◆ WORK TO COMPLETE ◆
Your answer is the listing, printed exactly as given.

◆ GIVEN DATA ◆
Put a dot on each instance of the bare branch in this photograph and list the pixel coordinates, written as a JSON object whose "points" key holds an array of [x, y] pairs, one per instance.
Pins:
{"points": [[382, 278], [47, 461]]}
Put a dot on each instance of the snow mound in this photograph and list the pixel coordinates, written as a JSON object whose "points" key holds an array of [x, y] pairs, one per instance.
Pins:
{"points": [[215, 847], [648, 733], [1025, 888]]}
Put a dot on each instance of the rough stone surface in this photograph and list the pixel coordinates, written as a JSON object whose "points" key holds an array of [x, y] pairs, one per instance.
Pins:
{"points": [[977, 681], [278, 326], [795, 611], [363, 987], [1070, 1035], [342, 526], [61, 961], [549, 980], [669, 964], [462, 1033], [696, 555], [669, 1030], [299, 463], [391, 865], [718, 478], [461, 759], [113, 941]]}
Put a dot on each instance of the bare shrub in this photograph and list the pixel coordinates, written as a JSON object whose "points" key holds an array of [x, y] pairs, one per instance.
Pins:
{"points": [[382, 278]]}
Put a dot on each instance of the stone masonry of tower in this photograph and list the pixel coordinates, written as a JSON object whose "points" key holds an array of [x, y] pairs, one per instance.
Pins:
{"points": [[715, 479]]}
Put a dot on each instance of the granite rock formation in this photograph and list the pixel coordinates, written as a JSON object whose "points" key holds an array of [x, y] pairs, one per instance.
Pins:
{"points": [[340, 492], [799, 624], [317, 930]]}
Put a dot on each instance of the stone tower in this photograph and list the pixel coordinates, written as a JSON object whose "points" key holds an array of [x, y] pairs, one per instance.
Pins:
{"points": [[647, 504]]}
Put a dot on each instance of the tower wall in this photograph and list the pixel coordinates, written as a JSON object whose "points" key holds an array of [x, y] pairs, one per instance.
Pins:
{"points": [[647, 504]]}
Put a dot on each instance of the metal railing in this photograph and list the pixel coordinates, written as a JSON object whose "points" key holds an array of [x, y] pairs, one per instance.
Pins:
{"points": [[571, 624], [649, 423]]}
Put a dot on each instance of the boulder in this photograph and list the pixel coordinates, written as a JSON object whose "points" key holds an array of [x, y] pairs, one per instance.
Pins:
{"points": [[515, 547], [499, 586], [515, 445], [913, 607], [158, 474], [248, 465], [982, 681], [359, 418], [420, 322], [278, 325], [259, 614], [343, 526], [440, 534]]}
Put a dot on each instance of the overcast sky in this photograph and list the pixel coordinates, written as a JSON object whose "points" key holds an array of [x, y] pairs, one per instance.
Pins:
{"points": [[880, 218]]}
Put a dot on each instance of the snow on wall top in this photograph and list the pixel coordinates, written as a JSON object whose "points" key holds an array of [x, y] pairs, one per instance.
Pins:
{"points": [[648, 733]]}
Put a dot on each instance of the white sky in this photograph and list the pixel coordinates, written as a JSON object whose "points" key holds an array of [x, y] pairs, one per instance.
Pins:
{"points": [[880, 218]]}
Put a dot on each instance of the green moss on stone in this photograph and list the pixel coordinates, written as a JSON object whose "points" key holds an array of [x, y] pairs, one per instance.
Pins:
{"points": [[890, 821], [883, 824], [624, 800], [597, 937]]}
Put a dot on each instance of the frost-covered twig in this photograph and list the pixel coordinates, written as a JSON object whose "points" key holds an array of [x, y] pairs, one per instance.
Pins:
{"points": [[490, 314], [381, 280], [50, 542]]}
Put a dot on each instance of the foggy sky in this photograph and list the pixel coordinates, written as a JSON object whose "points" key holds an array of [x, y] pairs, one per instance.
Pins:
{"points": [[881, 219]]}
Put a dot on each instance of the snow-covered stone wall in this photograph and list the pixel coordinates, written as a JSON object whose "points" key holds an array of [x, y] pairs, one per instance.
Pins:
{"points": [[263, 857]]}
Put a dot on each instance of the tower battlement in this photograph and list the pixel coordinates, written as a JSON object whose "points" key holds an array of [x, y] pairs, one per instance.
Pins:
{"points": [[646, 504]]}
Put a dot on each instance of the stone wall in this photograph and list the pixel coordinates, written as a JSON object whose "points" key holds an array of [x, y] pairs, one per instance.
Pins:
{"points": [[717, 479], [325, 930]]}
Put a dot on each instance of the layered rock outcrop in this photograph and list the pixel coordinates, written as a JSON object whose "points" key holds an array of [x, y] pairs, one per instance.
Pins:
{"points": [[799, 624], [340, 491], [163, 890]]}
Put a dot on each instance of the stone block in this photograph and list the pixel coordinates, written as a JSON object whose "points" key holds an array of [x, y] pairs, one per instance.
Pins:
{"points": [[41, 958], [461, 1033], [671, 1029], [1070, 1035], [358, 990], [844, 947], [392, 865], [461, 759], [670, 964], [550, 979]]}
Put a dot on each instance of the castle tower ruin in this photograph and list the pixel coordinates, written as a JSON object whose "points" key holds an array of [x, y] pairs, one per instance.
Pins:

◆ REPLY TO THE TASK ◆
Put a dot on each instance of the bare branch in this photograph and list the pixel coordinates, written as a JSON object whose "points" key holds an array of [x, y] pairs, one per instance.
Pins:
{"points": [[382, 278], [47, 461]]}
Put a dot on each instance of the snow mound in this photograph and list the pixel coordinates, written as a JSON object whose "points" key holds an array of [x, y] pairs, one per instance.
Pins:
{"points": [[215, 847], [648, 733], [1025, 888]]}
Put a dot on each instance of the rough stone surface in this photograph and list the pixel coordinates, written as a JSON object whose "points" key holds an array of [x, y] pairs, one per instance.
Pins:
{"points": [[977, 681], [278, 326], [795, 611], [363, 987], [1070, 1035], [342, 526], [61, 961], [549, 980], [669, 964], [462, 1033], [696, 555], [669, 1030], [299, 463], [391, 865], [718, 478], [461, 759], [113, 941]]}
Put a dot on each instance of the bare shrub in this photograph and list the pixel coordinates, written as a JSON object whose "points" key holds an array of [x, y] pairs, one per instance.
Pins:
{"points": [[382, 278]]}
Put a dot on each instance of the stone masonry of tower in this photograph and list the pixel coordinates, written as a JSON object whose "points" key holds an array of [x, y] pairs, one per instance.
Pins:
{"points": [[715, 479]]}
Put a dot on each instance of the granite rock formation in this photograph and list the pixel coordinates, written as a JSON object whose "points" key holds an array of [x, y] pairs, one per instance.
Pins:
{"points": [[340, 492], [799, 624], [317, 930]]}
Put a dot on each instance of the stone tower in this photograph and list the pixel coordinates, written as a JSON object whose "points" key holds an array of [x, y] pairs, one per instance.
Pins:
{"points": [[647, 504]]}
Put a dot on each instance of the tower wall in this photograph and list the pixel coordinates, written as a JSON object whose "points" key holds an array of [x, y] pairs, one per instance.
Pins:
{"points": [[647, 504]]}
Put a dot on each instance of the metal railing in this photograph and list the pixel coordinates, written as a JSON object whose "points" key holds an array of [x, y] pairs, one per instance.
Pins:
{"points": [[571, 624], [649, 423]]}
Put a dot on each instance of the boulder in this photograph and list the pixel coordinates, written as a JSON object whose "points" key holds an array of [x, y] pairs, one per instance.
Pins:
{"points": [[515, 547], [499, 586], [515, 445], [913, 607], [158, 474], [248, 465], [982, 681], [359, 418], [420, 322], [278, 325], [259, 614], [343, 526], [440, 534]]}
Put a dot on each instance of the overcast sky in this photograph and list the pixel coordinates, written as a JSON object whose "points" key holds an array of [x, y] pairs, one per instance.
Pins:
{"points": [[880, 218]]}
Put a dot on each instance of the snow on wall top in this photograph and list the pixel coordinates, written as a JSON object whose "points" key holds an array of [x, y] pairs, one per instance.
Pins:
{"points": [[648, 733]]}
Put a dot on each instance of the white sky in this photograph and list the pixel coordinates, written as a JSON object whose "points" key holds an array of [x, y] pairs, one per instance.
Pins:
{"points": [[880, 218]]}
Put a dot on each instance of the green moss on stone in this photograph and list the pixel coordinates, written as a JSON object whose "points" key holds an array of [x, y] pairs, one per instance.
Pins:
{"points": [[890, 821], [883, 824], [624, 800], [597, 937]]}
Put a dot on each instance of the frost-covered twig in this photograph and list the pixel coordinates, written as a JSON object whose "points" key holds an array of [x, y] pairs, one per instance.
Pins:
{"points": [[490, 314], [381, 280], [50, 542]]}
Put a dot on each instance of the foggy sky in this photograph and list the pixel coordinates, written as a JSON object whose "points" key holds an array of [x, y] pairs, one per instance.
Pins:
{"points": [[881, 219]]}
Put a dot on each instance of the snow-covered stone wall in this photograph and list the pixel coordinates, written as a JSON object whose "points" key holds an array of [x, y] pairs, one per instance.
Pins:
{"points": [[263, 857]]}
Put a dot on each instance of the tower battlement in this photograph and list the pixel coordinates, written as a JSON object whose "points" key holds an array of [x, y] pairs, one per instance.
Pins:
{"points": [[646, 504]]}
Put a dot on each instance of the stone wall in this photograph and list the pixel coordinates, written as a JSON object whose "points" key holds an array of [x, y] pairs, one per instance.
Pins:
{"points": [[717, 479], [325, 930]]}
Put a dot on each instance of the layered rock outcrop in this photograph and list the pixel coordinates, written as a JSON object whose "points" key holds an array of [x, y] pairs, one per instance.
Pins:
{"points": [[799, 624], [340, 491], [163, 890]]}
Put a dot on each instance of the stone block in this photograph and list the pixel coordinates, written as a JSON object whose "points" key holds an array of [x, y] pairs, one per instance.
Pins:
{"points": [[41, 958], [461, 1033], [671, 1029], [1070, 1035], [358, 990], [844, 947], [392, 865], [461, 759], [670, 964], [550, 979]]}
Put a dot on each instance of the castle tower ruin in this photograph and list the pixel coordinates, written as a JSON object whose "points" key holds an array of [x, y] pairs, one per instance.
Pins:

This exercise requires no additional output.